- [Work item]: In the records below, find the line that contains "Query: chair frame" and the line that contains "One marker per instance, like [326,377].", then retype exactly those two lines and every line between them.

+++ Data section +++

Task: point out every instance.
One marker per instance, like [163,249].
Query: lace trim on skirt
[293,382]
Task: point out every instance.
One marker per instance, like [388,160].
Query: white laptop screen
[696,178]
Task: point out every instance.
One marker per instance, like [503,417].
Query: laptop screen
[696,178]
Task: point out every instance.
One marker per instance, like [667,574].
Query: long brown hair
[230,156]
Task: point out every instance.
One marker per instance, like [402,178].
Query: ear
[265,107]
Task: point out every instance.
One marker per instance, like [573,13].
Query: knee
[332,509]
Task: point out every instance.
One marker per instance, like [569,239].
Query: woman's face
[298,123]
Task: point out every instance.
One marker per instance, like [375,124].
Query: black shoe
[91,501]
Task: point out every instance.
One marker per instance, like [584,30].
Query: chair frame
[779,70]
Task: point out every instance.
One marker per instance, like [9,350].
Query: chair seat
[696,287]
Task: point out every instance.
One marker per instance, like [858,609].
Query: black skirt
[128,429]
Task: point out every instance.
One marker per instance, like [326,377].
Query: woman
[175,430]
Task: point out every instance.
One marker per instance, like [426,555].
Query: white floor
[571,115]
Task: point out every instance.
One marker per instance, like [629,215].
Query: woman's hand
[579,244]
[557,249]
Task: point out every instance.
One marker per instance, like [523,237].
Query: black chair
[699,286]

+++
+++ Data section +++

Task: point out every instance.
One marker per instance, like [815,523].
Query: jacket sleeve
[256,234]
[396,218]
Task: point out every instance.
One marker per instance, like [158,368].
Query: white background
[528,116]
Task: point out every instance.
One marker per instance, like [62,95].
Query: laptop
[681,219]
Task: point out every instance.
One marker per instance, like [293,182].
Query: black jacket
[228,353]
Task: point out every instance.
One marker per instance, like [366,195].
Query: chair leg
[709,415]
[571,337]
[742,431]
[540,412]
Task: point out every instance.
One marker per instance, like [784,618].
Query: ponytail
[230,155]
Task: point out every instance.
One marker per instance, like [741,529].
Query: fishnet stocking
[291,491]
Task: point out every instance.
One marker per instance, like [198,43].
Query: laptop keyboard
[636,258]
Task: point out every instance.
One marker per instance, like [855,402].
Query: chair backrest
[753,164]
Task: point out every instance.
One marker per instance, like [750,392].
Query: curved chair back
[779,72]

+++
+++ Data section +++

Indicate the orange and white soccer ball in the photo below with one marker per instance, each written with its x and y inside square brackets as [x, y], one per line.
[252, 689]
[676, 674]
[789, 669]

+++

- [Reply to the exercise]:
Query: chair frame
[779,70]
Task: point out every instance.
One marker per instance, like [9,350].
Query: chair seat
[696,287]
Task: point out every instance.
One marker per instance, like [858,609].
Query: black skirt
[128,429]
Task: point out every instance.
One marker per instance, like [326,377].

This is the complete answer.